[Excerpts from a pointing dataset]
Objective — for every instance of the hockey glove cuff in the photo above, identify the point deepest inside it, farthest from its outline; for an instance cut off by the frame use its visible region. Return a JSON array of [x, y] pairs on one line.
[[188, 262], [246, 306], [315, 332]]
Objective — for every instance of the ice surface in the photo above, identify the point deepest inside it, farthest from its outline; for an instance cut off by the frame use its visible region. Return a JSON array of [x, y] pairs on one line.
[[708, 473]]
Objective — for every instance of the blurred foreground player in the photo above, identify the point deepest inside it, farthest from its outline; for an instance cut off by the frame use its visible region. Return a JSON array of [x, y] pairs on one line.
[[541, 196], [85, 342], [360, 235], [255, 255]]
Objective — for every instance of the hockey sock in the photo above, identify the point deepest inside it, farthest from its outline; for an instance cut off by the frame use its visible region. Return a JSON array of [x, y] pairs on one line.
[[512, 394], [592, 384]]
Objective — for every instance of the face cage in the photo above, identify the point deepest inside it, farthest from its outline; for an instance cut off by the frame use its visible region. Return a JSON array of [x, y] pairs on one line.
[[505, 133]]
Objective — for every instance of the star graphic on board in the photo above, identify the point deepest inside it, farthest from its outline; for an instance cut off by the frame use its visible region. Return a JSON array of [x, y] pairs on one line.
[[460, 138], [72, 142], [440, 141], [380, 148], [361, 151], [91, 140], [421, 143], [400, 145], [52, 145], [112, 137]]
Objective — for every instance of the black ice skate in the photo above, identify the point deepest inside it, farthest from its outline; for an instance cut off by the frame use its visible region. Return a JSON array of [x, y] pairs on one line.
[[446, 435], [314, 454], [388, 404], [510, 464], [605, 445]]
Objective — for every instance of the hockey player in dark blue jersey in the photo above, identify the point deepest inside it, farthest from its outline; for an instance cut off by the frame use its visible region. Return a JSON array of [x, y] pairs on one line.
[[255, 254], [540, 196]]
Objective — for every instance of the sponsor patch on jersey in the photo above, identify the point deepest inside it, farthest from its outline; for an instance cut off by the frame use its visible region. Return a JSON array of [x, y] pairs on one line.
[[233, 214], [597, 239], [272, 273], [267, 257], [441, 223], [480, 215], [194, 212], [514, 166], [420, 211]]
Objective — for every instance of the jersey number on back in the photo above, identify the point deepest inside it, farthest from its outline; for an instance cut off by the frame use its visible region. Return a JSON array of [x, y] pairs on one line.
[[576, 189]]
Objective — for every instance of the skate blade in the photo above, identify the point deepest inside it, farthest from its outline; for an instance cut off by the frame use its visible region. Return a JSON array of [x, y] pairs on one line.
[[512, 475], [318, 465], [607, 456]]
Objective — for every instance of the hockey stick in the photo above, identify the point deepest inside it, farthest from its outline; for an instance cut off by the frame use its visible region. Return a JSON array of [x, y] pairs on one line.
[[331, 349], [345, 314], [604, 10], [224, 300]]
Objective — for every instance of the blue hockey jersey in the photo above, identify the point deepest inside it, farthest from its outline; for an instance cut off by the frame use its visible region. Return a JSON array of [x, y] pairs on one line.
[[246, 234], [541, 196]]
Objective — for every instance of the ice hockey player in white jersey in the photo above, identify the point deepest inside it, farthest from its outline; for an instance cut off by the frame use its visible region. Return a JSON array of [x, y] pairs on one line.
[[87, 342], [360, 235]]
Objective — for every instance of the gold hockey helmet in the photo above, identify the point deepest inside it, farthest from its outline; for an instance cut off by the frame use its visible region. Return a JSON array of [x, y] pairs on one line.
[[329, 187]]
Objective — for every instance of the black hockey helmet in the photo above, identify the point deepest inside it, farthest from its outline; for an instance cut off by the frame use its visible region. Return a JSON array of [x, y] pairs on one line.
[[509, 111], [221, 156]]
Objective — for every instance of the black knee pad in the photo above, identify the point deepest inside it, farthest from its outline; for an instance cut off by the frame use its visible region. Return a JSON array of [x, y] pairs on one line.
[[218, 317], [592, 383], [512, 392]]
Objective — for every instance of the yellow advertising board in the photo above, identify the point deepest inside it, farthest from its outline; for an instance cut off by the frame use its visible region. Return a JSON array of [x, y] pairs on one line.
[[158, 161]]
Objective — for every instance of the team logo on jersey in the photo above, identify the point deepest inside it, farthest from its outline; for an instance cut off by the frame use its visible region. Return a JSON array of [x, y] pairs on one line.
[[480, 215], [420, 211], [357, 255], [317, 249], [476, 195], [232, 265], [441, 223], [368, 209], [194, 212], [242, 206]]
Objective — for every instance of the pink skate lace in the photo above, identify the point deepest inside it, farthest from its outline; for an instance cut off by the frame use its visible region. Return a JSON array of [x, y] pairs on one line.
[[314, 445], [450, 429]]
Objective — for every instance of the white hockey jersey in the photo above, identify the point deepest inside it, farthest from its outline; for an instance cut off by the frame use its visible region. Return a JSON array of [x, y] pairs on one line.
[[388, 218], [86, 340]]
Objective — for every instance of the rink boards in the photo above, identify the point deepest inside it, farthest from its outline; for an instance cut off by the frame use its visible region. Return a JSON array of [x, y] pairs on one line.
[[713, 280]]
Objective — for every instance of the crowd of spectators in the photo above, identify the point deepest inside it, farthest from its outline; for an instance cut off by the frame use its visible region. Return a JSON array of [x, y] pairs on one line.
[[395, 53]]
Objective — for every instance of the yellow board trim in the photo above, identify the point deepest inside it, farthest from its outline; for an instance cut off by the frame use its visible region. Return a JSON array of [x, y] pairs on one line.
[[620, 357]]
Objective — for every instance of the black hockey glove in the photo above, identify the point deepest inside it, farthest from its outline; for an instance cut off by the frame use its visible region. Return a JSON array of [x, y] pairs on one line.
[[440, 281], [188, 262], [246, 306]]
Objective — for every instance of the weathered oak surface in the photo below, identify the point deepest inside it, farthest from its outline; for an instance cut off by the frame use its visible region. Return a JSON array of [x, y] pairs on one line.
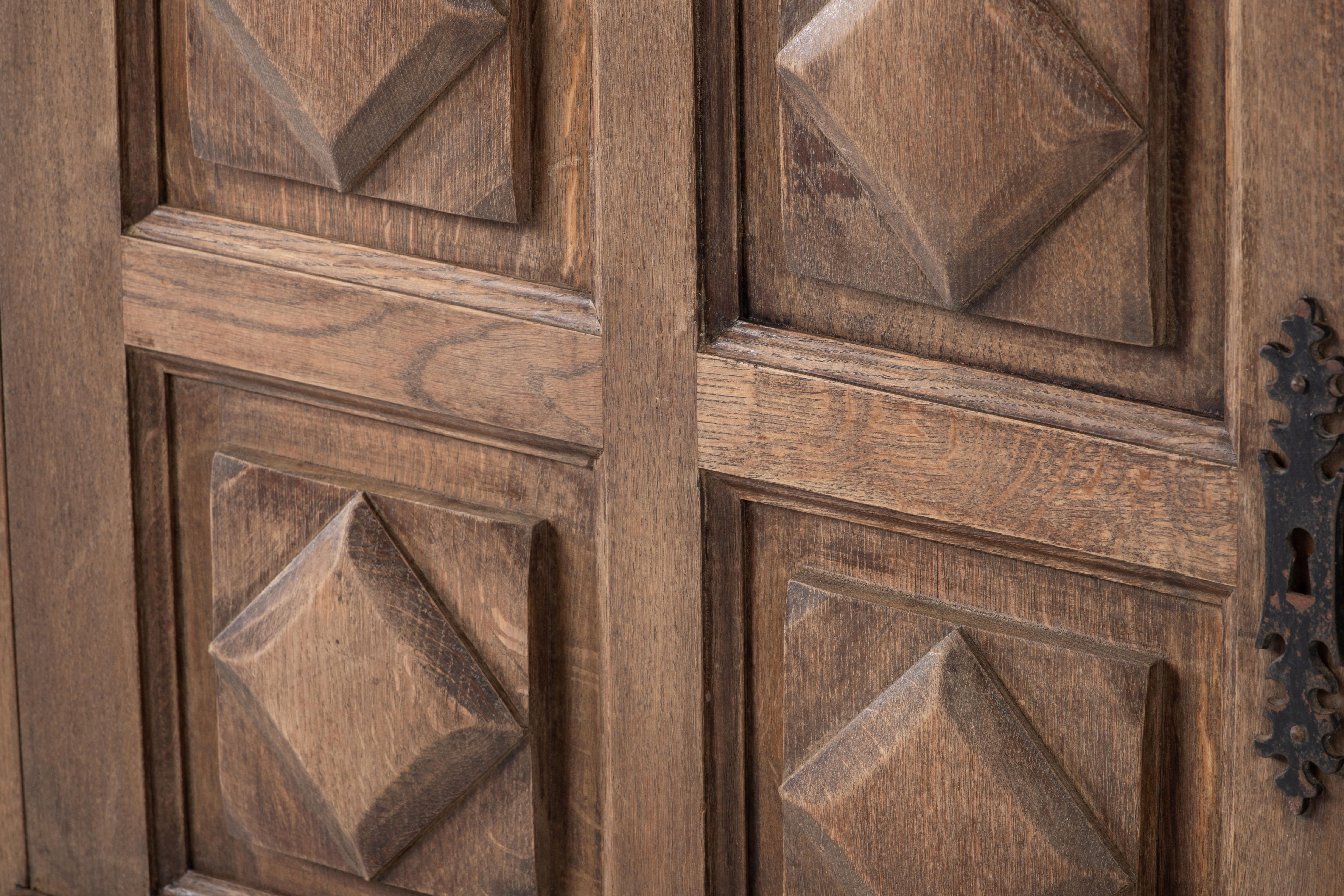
[[1107, 499], [72, 553], [417, 101], [365, 342]]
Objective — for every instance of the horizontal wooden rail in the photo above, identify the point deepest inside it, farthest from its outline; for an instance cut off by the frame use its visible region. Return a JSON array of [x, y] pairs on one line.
[[369, 268], [999, 394], [359, 341], [1089, 495]]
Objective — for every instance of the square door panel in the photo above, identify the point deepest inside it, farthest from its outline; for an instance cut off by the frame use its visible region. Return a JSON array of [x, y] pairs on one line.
[[372, 649], [998, 158], [373, 694], [925, 717], [1038, 750], [416, 101], [1026, 187]]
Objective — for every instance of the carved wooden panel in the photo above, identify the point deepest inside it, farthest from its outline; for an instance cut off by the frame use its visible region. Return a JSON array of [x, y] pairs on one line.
[[929, 751], [417, 101], [1000, 158], [373, 653]]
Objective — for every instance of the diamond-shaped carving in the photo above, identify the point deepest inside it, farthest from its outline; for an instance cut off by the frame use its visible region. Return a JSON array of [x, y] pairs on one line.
[[351, 76], [941, 785], [370, 705], [972, 128]]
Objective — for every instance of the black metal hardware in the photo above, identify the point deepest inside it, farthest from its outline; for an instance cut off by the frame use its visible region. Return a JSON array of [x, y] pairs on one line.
[[1302, 553]]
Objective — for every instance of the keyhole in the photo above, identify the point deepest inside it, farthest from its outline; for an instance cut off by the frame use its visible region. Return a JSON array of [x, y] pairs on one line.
[[1300, 577]]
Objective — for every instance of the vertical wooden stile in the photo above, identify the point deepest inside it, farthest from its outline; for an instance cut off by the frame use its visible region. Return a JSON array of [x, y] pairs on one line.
[[1285, 97], [648, 535], [68, 465]]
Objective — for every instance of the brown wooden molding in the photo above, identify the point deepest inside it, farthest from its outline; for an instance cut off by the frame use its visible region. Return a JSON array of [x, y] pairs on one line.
[[195, 884], [408, 351], [1046, 555], [968, 468], [424, 104], [68, 467], [979, 390], [646, 285], [366, 267]]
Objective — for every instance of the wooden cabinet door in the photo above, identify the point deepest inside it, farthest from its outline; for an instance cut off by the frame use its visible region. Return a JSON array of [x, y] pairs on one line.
[[734, 446]]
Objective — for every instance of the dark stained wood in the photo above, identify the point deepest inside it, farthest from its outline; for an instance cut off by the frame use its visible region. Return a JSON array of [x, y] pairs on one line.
[[1073, 627], [951, 534], [725, 717], [718, 56], [975, 738], [1186, 373], [552, 246], [402, 350], [370, 268], [1022, 480], [650, 520], [431, 495], [138, 96], [347, 683], [14, 848], [1285, 205], [194, 884], [978, 390], [896, 115], [68, 460], [152, 491], [423, 103]]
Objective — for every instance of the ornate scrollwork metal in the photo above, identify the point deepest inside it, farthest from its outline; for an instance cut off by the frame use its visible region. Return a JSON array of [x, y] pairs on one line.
[[1302, 551]]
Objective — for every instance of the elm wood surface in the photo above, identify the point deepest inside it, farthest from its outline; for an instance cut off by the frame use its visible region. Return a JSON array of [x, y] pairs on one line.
[[1285, 203], [417, 101], [14, 848], [948, 702], [550, 246], [369, 268], [928, 155], [68, 478], [347, 754], [1057, 488], [978, 390], [197, 418], [987, 593], [354, 339], [1186, 373], [138, 103], [646, 287], [974, 738]]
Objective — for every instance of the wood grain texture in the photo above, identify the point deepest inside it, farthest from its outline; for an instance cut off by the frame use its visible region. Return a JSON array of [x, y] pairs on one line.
[[646, 288], [552, 246], [450, 507], [902, 97], [1143, 507], [138, 96], [152, 490], [1185, 373], [416, 101], [1285, 207], [1163, 808], [421, 354], [350, 671], [725, 726], [370, 268], [978, 390], [14, 848], [971, 737], [68, 456]]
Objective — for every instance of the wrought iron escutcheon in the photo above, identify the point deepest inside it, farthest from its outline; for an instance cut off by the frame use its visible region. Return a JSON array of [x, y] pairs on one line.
[[1302, 549]]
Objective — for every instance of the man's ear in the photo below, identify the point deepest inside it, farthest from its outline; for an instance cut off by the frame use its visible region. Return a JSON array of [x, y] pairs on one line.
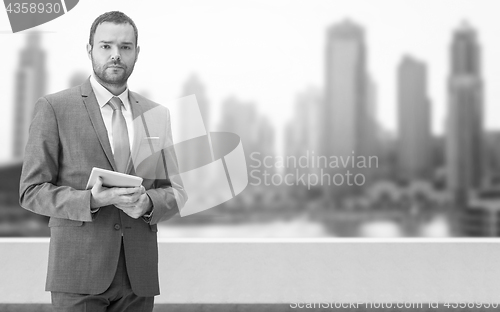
[[89, 51]]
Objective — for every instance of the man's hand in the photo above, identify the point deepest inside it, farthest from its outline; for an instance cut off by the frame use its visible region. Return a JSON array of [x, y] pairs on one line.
[[118, 196], [139, 208]]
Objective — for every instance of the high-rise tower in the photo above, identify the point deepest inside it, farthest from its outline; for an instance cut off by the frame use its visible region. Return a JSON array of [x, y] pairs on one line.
[[30, 85], [464, 150], [414, 145]]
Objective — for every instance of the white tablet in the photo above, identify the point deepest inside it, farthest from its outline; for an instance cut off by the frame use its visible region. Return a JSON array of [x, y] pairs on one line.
[[112, 179]]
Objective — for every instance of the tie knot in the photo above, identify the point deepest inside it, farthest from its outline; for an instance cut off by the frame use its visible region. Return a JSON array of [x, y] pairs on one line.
[[116, 103]]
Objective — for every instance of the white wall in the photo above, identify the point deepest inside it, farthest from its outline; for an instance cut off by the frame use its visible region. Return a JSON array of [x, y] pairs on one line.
[[281, 271]]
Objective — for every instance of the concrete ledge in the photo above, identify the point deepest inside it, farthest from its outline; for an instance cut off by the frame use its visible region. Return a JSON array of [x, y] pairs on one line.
[[241, 308], [227, 272]]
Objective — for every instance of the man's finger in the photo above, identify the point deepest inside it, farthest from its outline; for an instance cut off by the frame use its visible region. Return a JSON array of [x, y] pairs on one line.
[[127, 190]]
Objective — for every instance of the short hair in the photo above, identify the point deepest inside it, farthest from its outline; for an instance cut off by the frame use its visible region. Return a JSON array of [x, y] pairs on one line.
[[114, 17]]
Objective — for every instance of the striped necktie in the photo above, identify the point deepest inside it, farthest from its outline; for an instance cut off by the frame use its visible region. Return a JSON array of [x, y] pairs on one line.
[[121, 144]]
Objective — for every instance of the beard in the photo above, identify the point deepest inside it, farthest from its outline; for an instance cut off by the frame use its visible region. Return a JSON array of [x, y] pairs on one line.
[[112, 73]]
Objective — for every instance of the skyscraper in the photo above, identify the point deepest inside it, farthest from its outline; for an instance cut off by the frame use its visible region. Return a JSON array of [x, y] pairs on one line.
[[345, 119], [30, 85], [345, 109], [464, 150], [414, 144], [303, 131]]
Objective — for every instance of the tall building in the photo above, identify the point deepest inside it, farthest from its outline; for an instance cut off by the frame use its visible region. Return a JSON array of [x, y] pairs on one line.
[[414, 144], [194, 86], [464, 150], [346, 123], [255, 130], [196, 150], [303, 131], [30, 85]]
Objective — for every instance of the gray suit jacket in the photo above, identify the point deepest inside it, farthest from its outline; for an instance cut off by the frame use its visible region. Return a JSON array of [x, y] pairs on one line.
[[67, 138]]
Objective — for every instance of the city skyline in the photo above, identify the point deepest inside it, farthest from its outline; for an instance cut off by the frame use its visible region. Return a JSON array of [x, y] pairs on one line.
[[428, 41]]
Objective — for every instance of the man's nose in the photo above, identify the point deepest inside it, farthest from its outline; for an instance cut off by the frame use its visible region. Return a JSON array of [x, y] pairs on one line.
[[115, 55]]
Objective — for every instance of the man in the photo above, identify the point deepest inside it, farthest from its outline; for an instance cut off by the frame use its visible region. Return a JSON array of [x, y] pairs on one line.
[[103, 253]]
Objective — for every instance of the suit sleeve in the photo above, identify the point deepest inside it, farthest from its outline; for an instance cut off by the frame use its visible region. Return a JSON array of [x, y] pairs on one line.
[[39, 190], [168, 195]]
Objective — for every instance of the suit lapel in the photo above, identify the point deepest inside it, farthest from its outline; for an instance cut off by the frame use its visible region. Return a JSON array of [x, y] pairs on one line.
[[137, 111], [95, 115]]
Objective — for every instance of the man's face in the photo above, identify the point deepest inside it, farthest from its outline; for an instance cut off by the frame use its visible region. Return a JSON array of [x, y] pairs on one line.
[[113, 53]]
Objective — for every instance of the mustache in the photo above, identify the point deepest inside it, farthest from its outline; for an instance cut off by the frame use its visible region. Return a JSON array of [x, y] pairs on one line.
[[116, 64]]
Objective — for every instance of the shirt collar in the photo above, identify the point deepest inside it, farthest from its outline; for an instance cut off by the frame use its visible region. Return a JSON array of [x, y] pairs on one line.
[[103, 95]]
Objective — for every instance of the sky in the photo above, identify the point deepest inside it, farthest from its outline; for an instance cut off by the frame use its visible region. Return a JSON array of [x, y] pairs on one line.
[[265, 52]]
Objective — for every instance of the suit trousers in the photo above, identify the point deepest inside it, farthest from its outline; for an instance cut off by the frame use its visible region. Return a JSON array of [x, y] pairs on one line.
[[117, 298]]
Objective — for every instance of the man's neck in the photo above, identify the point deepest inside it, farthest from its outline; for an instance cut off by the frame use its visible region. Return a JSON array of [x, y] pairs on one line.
[[115, 89]]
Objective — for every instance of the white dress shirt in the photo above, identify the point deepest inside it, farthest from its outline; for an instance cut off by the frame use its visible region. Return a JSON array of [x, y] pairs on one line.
[[103, 96]]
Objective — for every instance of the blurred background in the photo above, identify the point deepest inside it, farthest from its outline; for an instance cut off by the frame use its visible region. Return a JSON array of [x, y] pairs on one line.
[[357, 118]]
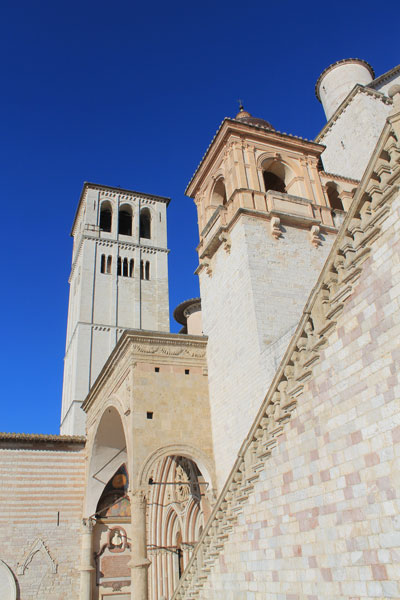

### Work required
Turn the lines of the listing into a numbered list, starting at the line that contains "Objective — for every instance of the star" and ending at the line that contains "145], [112, 137]]", with both of those lines included and any blank lines omitted.

### Result below
1. Objective — for every instance of the star graphic on board in the photo above, identify the point deepest inside it, farthest from its outline; for an instance cut off by the frame use its visible region. Return a JSON array of [x, y] pairs on one line.
2. [[460, 138], [72, 142], [440, 141], [380, 148], [361, 151], [91, 140], [421, 143], [400, 145], [52, 145], [112, 137]]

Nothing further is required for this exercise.